Apple lists the security fixes in every update they release, so if you want to know what they’ve fixed, just read those. Known weaknesses get fixed. Software like Pegasus operates either by using known vulnerabilities on unpatched OSes, or using secret ones on up to date OSes. When those secret ones get discovered, they’re fixed.
don't worry, they set the allow_pegasus boolean to false
Apple did create a boolean for that. They call it lockdown mode.
> Lockdown Mode is an optional, extreme protection that’s designed for the very few individuals who, because of who they are or what they do, might be personally targeted by some of the most sophisticated digital threats. Most people are never targeted by attacks of this nature. When Lockdown Mode is enabled, your device won’t function like it typically does. To reduce the attack surface that potentially could be exploited by highly targeted mercenary spyware, certain apps, websites, and features are strictly limited for security and some experiences might not be available at all.
If Pegasus can break the iOS security model, there’s no reason to think it politely respects Lockdown Mode. It’s basically an admission the model failed, with features turned off so users feel like they’re doing something about it.
Lockdown mode works by reducing the surface area of possible exploits. I don't think there's any failures here. Apple puts a lot of effort into resolving web-based exploits, but they can also prevent entire classes of exploits by just blocking you from opening any URL in iMessage. It's safer, but most users wouldn't accept that trade-off.
Claiming reduced attack surface without showing which exploit classes are actually eliminated is faith, not security.
And Lockdown Mode is usually enabled _after_ user suspects targeting.
If you did RTFA for this story, you’ll see on page 67 what I pasted with a link to the support article describing to end users exactly what’s blocked. It does greatly reduce the attack surface.

# What this exercise asks
A. From the Lockdown Mode discussion, pull out the passage starting with "Apple lists the" and going on through "it lockdown mode.", copied word for word.
B. In the Lockdown Mode discussion, what does Apple list in every update it releases?

# Provided information

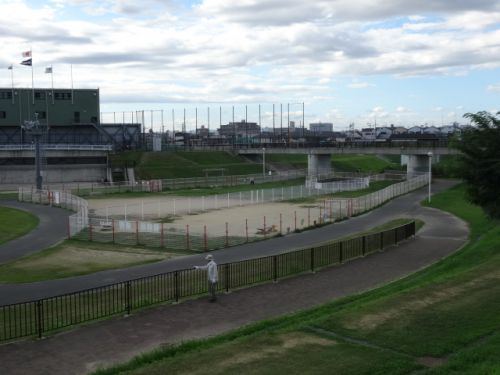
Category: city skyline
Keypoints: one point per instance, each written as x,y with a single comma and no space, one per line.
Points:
389,62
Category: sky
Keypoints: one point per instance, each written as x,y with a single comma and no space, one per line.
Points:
362,62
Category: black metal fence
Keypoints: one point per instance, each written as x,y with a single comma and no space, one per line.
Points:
34,318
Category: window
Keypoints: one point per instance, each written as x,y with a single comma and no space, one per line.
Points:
62,96
5,94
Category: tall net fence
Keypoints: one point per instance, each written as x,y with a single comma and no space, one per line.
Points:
188,234
35,318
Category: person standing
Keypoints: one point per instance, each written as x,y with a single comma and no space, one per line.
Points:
213,275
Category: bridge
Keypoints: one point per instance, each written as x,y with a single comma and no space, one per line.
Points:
319,158
63,163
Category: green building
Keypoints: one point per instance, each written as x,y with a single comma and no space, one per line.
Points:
55,107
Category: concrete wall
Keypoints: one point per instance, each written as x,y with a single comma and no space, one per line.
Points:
319,164
417,164
25,174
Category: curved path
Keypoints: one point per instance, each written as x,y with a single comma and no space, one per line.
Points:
86,348
51,229
404,206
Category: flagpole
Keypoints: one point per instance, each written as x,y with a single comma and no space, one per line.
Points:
32,77
12,78
72,93
52,77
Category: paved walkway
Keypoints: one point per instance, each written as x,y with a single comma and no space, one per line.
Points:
404,206
84,349
51,229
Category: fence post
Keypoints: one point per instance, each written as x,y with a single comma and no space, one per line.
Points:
39,317
275,269
227,235
162,244
176,286
312,259
137,232
127,297
205,237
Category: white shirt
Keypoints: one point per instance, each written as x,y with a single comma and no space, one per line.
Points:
213,275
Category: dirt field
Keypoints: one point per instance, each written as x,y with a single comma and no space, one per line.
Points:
239,219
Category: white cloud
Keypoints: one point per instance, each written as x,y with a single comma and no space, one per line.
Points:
494,87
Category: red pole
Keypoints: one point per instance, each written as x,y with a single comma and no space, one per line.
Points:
137,232
205,237
161,236
227,238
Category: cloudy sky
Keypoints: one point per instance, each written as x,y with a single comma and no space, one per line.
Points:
401,62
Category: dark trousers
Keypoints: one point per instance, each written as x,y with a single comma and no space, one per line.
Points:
212,287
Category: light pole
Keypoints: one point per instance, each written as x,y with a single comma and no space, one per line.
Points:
263,161
429,154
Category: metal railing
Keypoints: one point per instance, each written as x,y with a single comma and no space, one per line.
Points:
56,147
34,318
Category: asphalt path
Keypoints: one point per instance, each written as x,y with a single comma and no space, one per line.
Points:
404,206
101,344
52,228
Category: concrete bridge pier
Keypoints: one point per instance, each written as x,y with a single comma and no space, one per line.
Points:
417,164
318,164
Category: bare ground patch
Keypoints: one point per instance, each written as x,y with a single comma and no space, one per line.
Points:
372,321
284,343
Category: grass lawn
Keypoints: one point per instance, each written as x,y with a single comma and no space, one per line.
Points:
15,223
73,258
199,192
340,163
152,165
441,320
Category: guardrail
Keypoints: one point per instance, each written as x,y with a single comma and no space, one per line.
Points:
35,318
57,147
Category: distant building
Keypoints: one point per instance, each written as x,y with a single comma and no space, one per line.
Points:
240,129
71,116
321,127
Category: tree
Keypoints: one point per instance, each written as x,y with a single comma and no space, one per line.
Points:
480,160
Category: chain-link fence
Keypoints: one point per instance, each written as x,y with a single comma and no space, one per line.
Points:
223,228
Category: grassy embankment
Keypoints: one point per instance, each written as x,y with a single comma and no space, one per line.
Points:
15,223
162,165
441,320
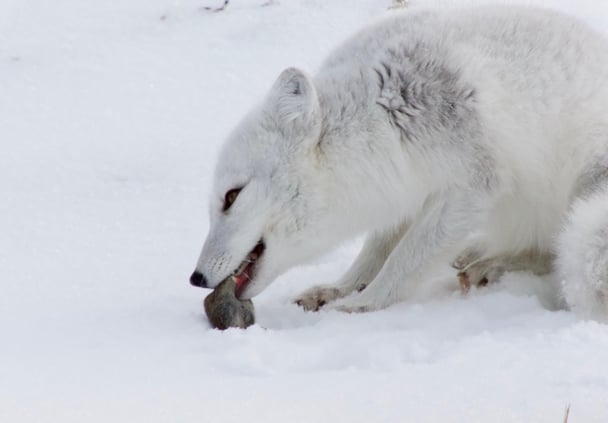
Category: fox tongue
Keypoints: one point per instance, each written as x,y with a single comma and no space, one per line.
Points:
240,281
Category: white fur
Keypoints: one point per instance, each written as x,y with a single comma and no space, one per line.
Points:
431,132
583,257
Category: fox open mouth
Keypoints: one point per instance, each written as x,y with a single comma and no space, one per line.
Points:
245,272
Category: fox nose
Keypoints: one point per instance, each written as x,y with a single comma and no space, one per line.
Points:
198,279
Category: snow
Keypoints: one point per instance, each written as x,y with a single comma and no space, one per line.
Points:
111,115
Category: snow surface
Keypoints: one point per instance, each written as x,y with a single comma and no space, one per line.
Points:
111,114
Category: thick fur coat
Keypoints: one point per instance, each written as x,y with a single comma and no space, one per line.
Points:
469,132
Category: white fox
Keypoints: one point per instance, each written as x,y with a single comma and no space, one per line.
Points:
469,131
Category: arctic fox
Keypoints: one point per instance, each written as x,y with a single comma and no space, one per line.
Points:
469,132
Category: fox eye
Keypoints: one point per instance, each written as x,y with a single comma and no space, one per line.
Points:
230,198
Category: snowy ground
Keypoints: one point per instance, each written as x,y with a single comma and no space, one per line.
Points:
111,114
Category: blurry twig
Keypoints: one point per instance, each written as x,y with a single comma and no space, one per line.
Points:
398,4
217,9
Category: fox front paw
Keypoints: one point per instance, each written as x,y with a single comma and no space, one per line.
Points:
315,298
477,272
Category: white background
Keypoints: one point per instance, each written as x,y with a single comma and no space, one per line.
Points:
111,115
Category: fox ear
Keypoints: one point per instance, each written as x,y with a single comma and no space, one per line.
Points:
294,100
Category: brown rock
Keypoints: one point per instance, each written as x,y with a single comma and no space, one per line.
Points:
225,310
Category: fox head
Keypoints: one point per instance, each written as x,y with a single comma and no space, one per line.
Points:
260,206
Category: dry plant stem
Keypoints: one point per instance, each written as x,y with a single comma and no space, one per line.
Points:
217,9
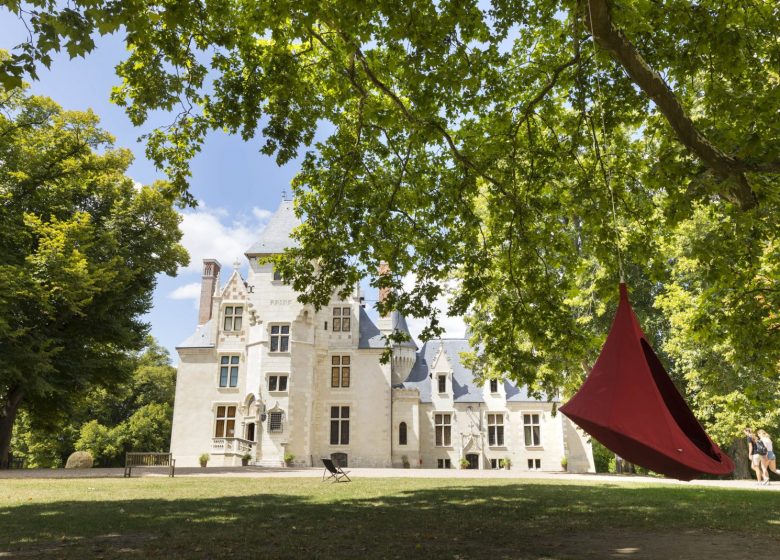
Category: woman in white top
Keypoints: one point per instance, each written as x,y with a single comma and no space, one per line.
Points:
755,458
770,459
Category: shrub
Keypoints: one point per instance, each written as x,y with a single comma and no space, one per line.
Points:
79,460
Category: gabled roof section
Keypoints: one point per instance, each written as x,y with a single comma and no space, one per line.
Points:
275,238
201,338
235,288
464,387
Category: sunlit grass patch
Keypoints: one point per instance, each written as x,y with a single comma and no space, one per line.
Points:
369,518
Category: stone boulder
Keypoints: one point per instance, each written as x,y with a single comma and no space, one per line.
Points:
79,460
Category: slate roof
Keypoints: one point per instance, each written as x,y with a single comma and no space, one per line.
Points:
202,338
464,388
370,335
275,237
398,321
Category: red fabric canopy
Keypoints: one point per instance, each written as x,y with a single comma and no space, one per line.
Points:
629,404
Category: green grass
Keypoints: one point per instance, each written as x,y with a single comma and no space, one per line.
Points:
369,518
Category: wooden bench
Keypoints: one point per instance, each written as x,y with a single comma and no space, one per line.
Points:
142,460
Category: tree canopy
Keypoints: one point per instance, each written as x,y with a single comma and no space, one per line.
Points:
81,247
107,421
489,141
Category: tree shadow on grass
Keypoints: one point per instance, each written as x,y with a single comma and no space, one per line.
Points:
401,521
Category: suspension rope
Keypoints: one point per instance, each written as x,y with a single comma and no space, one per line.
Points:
605,163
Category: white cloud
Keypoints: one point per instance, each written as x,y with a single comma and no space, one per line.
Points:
211,233
454,327
188,291
261,213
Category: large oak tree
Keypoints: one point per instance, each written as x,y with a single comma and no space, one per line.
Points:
81,245
491,140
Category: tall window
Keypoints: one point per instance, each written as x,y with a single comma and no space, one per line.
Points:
233,315
443,424
496,429
339,425
226,422
280,338
277,383
532,432
402,433
228,371
341,316
339,371
275,421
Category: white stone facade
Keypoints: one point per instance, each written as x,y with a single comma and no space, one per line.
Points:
264,377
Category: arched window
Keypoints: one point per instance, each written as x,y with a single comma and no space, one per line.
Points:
402,433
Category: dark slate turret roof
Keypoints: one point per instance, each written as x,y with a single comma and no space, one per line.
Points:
275,238
370,335
464,388
398,321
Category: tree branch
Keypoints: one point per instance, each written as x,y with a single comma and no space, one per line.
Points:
725,165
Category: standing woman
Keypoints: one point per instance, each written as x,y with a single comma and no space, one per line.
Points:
770,461
755,458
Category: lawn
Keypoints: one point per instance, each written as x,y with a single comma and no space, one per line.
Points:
154,518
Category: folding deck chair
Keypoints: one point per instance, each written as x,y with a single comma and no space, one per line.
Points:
332,471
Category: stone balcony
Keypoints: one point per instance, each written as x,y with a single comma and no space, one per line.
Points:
231,446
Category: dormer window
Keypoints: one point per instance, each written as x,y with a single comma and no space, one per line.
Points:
280,338
341,319
233,314
496,430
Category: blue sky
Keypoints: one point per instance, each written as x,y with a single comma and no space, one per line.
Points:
236,186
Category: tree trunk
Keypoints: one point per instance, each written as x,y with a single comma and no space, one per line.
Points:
7,418
738,452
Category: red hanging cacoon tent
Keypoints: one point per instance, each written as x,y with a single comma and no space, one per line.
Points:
629,404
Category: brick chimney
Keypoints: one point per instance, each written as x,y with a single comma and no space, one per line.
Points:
384,269
208,284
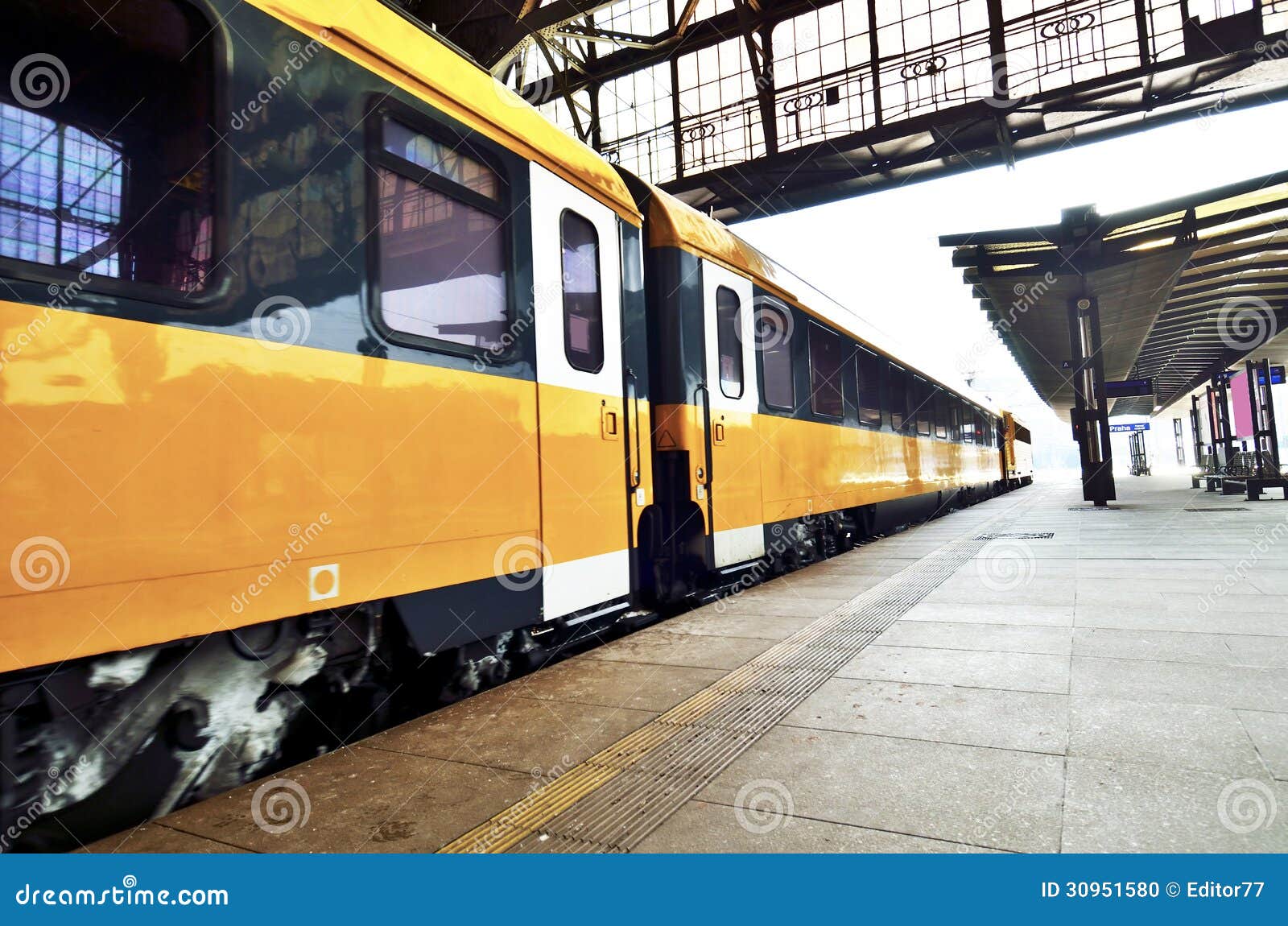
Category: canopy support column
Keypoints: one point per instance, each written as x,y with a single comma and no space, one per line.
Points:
1090,411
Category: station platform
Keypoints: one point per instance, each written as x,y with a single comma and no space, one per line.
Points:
1030,674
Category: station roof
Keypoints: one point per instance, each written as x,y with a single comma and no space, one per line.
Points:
1185,287
410,57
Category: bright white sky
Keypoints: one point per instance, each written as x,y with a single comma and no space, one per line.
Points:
880,254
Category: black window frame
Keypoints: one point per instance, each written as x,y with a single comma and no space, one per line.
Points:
219,279
599,292
898,380
837,379
737,343
787,345
923,410
379,156
863,387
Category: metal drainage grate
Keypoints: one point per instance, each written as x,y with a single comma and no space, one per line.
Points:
613,800
1030,535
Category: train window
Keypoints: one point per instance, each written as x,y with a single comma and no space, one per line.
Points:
824,365
442,247
729,341
898,397
774,341
921,405
115,176
869,367
584,308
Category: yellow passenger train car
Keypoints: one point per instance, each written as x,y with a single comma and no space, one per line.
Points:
338,382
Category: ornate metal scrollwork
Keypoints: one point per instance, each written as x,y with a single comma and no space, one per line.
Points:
927,67
807,101
1069,25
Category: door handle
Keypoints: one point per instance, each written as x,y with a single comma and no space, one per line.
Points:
607,423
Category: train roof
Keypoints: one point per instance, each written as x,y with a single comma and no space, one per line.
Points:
412,58
674,223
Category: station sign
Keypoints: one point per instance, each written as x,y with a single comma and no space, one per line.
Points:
1277,376
1124,389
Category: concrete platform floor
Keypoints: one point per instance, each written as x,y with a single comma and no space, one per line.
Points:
1121,685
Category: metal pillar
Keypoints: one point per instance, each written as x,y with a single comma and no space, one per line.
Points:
1090,410
1139,455
1223,437
1212,444
1195,431
1265,436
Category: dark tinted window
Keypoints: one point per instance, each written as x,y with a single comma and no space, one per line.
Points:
824,366
442,245
898,397
774,343
921,405
869,367
111,176
584,309
729,341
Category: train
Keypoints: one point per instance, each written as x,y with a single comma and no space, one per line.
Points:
339,382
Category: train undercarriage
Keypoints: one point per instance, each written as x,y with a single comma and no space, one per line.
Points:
102,743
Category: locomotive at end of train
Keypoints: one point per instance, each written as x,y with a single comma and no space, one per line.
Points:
338,382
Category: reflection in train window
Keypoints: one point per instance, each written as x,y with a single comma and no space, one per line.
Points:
584,308
824,365
869,367
442,246
93,180
774,341
729,341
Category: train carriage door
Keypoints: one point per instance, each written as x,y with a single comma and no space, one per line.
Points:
733,397
576,272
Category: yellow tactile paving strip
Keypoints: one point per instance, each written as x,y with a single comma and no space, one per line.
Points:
617,796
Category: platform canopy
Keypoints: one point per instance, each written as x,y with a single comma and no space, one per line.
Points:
753,107
1185,289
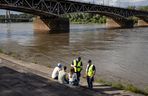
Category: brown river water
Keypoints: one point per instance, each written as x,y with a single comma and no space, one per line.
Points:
118,54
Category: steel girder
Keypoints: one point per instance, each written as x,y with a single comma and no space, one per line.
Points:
60,7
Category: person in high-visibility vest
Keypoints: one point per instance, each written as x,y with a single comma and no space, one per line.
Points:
77,65
90,72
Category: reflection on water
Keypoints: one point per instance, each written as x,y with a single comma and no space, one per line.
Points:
119,54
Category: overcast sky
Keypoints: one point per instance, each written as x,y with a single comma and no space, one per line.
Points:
118,3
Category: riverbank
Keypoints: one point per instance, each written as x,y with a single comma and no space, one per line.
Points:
9,63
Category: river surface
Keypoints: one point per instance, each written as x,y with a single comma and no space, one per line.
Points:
118,54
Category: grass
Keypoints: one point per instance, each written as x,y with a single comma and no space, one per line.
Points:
1,51
127,87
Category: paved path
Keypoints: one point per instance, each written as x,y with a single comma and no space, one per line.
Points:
28,79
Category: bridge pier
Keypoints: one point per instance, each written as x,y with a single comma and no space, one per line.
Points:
52,24
112,23
142,23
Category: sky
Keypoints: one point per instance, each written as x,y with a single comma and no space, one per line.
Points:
118,3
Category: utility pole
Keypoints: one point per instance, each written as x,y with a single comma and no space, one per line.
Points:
7,16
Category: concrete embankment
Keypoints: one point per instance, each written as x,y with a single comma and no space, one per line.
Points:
18,78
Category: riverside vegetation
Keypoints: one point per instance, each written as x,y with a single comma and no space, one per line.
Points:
117,85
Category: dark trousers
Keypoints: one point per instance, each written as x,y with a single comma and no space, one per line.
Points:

# Answers per task
A.
Apple lists the security fixes in every update they release, so if you want to know what they’ve fixed, just read those. Known weaknesses get fixed. Software like Pegasus operates either by using known vulnerabilities on unpatched OSes, or using secret ones on up to date OSes. When those secret ones get discovered, they’re fixed.
don't worry, they set the allow_pegasus boolean to false
Apple did create a boolean for that. They call it lockdown mode.

B. The security fixes.